Gather every line in the records below that contains the word "yellow", and copy each one out.

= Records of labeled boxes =
--------------------------------

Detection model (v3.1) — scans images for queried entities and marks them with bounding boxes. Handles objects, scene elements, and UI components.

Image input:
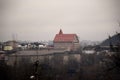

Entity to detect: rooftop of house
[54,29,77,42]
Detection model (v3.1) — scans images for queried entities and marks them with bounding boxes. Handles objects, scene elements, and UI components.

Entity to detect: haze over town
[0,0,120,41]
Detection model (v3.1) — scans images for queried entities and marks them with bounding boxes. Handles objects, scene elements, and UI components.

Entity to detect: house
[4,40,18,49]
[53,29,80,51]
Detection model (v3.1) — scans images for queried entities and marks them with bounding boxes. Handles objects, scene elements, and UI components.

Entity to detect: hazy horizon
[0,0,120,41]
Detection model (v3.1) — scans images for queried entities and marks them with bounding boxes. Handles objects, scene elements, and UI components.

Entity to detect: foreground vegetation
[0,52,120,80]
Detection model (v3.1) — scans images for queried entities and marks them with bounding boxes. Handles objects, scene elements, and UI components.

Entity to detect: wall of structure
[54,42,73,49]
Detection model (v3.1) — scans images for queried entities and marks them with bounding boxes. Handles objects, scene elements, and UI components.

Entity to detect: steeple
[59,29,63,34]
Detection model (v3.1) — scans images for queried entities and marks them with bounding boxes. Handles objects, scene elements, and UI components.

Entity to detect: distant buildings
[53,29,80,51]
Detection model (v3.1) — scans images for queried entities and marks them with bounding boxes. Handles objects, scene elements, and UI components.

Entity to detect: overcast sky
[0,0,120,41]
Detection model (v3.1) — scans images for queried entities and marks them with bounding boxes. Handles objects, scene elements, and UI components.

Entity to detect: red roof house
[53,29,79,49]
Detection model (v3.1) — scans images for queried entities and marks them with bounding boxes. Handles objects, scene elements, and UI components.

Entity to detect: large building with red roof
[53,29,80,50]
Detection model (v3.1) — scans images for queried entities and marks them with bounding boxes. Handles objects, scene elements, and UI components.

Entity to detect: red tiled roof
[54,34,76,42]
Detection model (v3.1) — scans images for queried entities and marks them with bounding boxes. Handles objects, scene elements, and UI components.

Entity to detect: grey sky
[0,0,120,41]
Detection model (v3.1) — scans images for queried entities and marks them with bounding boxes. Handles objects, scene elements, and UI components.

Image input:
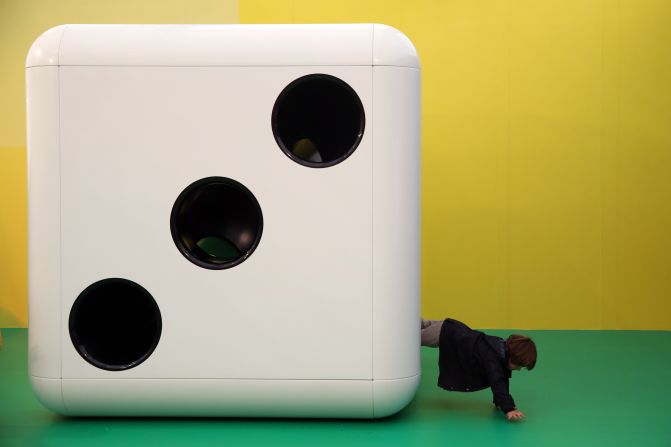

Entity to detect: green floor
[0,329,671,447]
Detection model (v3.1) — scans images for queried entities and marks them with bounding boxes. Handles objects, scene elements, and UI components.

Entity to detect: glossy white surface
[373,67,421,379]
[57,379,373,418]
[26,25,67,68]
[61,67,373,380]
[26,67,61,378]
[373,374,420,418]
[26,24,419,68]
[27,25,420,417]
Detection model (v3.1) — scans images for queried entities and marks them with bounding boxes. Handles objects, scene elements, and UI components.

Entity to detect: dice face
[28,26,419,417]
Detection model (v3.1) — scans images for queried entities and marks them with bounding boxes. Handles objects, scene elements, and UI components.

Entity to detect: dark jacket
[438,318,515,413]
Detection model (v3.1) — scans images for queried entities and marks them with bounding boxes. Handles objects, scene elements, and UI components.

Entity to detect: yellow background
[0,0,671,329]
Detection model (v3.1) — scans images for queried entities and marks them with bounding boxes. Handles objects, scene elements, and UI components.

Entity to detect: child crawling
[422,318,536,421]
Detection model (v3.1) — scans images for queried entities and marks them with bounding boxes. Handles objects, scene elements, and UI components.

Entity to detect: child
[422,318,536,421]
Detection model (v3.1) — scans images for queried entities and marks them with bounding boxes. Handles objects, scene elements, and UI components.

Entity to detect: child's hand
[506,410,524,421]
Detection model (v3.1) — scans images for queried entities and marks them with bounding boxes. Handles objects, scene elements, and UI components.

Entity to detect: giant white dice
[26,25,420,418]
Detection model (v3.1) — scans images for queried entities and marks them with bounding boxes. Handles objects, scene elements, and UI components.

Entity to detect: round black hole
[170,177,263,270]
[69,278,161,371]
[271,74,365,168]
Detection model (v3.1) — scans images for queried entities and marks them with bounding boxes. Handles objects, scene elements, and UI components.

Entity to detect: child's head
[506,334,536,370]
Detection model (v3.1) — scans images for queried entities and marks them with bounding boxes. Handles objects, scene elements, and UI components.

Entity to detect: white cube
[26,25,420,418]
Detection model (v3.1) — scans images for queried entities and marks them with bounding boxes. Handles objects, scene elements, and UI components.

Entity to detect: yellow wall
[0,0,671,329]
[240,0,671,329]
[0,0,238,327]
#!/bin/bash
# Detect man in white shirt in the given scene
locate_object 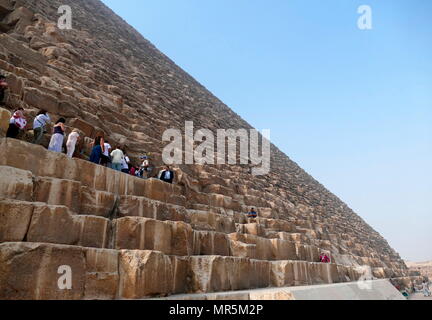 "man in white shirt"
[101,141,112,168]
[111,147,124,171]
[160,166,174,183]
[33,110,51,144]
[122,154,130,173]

--------------------------------

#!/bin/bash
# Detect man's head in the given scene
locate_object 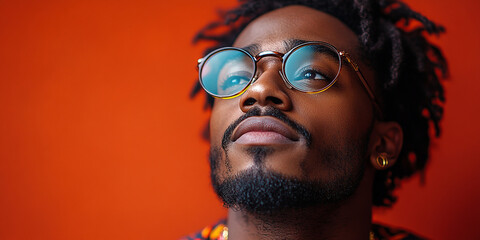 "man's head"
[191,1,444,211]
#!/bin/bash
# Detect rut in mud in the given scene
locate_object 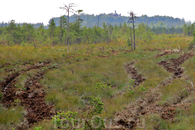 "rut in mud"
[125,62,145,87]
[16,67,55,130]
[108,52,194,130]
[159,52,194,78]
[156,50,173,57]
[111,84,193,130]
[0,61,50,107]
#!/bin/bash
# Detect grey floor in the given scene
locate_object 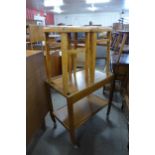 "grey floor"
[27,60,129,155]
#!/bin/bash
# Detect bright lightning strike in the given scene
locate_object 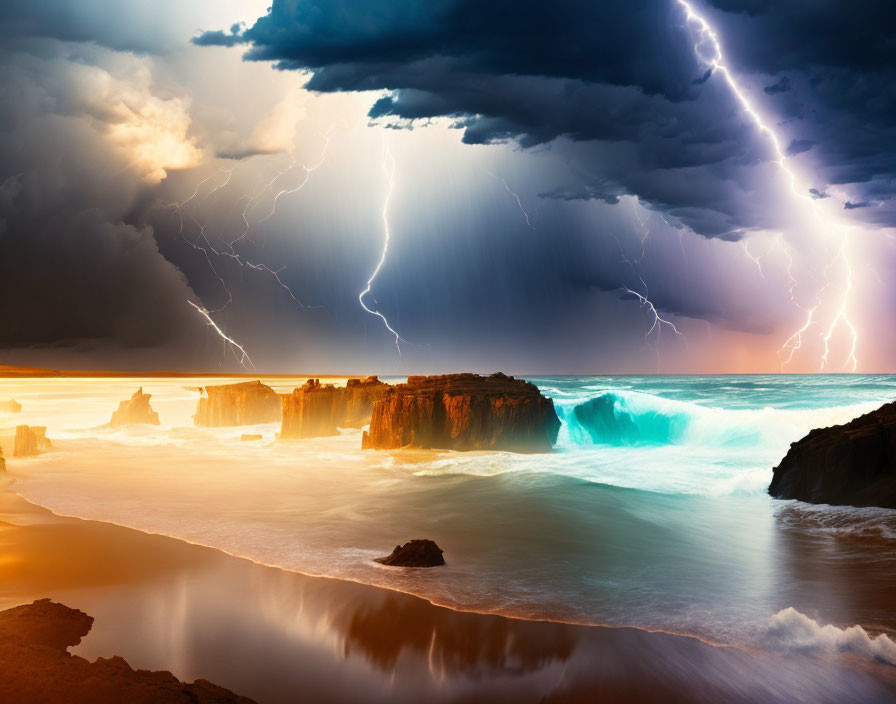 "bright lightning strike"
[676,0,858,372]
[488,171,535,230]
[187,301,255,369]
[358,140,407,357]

--------------------------------

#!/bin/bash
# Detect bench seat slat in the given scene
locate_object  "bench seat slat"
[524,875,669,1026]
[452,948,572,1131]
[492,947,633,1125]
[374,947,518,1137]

--------------------------------

= Exercise output =
Entity to detect: yellow background
Entity to detect: yellow wall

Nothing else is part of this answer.